■ **Task directions**
Give the listing between the lines holding "Pinpoint man in maroon sweater here." and "xmin=582 ymin=207 xmax=809 ymax=480", inclusive, as a CSV with the columns input and output: one row per text and its answer, every field in quotes, and line breaks replaced by spaces.

■ **Stored rows**
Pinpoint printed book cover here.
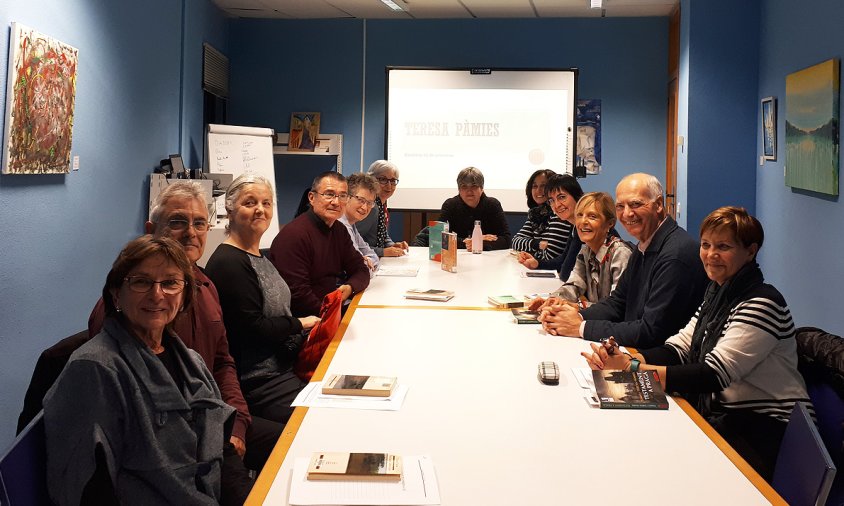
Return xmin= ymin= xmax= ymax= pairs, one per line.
xmin=440 ymin=232 xmax=457 ymax=272
xmin=428 ymin=221 xmax=448 ymax=262
xmin=592 ymin=371 xmax=668 ymax=409
xmin=322 ymin=374 xmax=396 ymax=397
xmin=308 ymin=452 xmax=402 ymax=481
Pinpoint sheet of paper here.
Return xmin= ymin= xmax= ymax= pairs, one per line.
xmin=291 ymin=381 xmax=408 ymax=411
xmin=375 ymin=264 xmax=419 ymax=278
xmin=290 ymin=455 xmax=440 ymax=506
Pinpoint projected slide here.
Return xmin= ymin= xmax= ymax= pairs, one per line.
xmin=387 ymin=69 xmax=574 ymax=211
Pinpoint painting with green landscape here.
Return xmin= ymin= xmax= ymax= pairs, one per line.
xmin=785 ymin=59 xmax=839 ymax=195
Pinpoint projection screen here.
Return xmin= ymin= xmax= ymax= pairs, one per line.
xmin=385 ymin=67 xmax=577 ymax=212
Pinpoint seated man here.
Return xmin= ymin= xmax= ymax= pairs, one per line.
xmin=270 ymin=171 xmax=369 ymax=317
xmin=540 ymin=173 xmax=707 ymax=348
xmin=88 ymin=181 xmax=283 ymax=502
xmin=439 ymin=167 xmax=511 ymax=251
xmin=340 ymin=174 xmax=379 ymax=277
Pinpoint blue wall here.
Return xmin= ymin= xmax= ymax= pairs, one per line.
xmin=0 ymin=0 xmax=227 ymax=450
xmin=230 ymin=18 xmax=668 ymax=233
xmin=753 ymin=0 xmax=844 ymax=335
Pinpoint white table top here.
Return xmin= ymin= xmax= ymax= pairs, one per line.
xmin=358 ymin=247 xmax=562 ymax=308
xmin=250 ymin=308 xmax=768 ymax=506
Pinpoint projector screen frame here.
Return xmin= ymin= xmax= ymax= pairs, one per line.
xmin=384 ymin=65 xmax=579 ymax=213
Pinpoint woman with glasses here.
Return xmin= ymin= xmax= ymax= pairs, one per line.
xmin=44 ymin=235 xmax=234 ymax=505
xmin=517 ymin=174 xmax=583 ymax=280
xmin=205 ymin=174 xmax=319 ymax=423
xmin=510 ymin=169 xmax=572 ymax=260
xmin=338 ymin=174 xmax=378 ymax=277
xmin=357 ymin=160 xmax=407 ymax=257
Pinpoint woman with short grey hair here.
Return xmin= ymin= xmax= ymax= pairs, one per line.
xmin=357 ymin=160 xmax=407 ymax=257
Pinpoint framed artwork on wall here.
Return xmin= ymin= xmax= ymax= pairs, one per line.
xmin=785 ymin=59 xmax=840 ymax=195
xmin=287 ymin=112 xmax=319 ymax=152
xmin=762 ymin=97 xmax=777 ymax=161
xmin=3 ymin=23 xmax=79 ymax=174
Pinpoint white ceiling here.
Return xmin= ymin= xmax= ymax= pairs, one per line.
xmin=213 ymin=0 xmax=679 ymax=19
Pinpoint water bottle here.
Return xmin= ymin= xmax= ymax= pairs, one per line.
xmin=472 ymin=220 xmax=484 ymax=255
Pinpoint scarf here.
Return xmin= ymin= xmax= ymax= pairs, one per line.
xmin=687 ymin=261 xmax=765 ymax=417
xmin=375 ymin=197 xmax=389 ymax=248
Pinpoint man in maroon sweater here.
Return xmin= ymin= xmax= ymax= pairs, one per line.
xmin=270 ymin=171 xmax=369 ymax=317
xmin=88 ymin=181 xmax=283 ymax=503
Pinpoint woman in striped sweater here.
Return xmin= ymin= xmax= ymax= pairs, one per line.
xmin=582 ymin=207 xmax=809 ymax=480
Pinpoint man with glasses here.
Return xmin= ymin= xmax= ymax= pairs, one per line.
xmin=357 ymin=160 xmax=407 ymax=257
xmin=88 ymin=181 xmax=272 ymax=504
xmin=340 ymin=174 xmax=378 ymax=278
xmin=439 ymin=167 xmax=511 ymax=251
xmin=270 ymin=171 xmax=369 ymax=317
xmin=540 ymin=173 xmax=708 ymax=348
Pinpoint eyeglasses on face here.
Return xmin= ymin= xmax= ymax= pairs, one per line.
xmin=167 ymin=218 xmax=209 ymax=232
xmin=314 ymin=192 xmax=349 ymax=202
xmin=123 ymin=276 xmax=187 ymax=295
xmin=352 ymin=195 xmax=375 ymax=208
xmin=615 ymin=200 xmax=650 ymax=213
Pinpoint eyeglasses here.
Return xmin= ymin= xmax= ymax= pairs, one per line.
xmin=123 ymin=276 xmax=187 ymax=295
xmin=352 ymin=195 xmax=375 ymax=208
xmin=167 ymin=218 xmax=209 ymax=232
xmin=615 ymin=200 xmax=650 ymax=213
xmin=314 ymin=192 xmax=349 ymax=202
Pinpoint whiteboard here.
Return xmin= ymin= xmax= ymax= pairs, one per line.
xmin=204 ymin=124 xmax=279 ymax=248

■ **Answer below**
input,output
"Pinpoint man in maroon sweater here. Return xmin= ymin= xmax= ymax= pairs, one per line.","xmin=270 ymin=171 xmax=369 ymax=317 xmin=88 ymin=181 xmax=283 ymax=503"
"Pinpoint woman in striped sweater here. Return xmin= ymin= xmax= ymax= pairs, one per line.","xmin=582 ymin=207 xmax=809 ymax=480"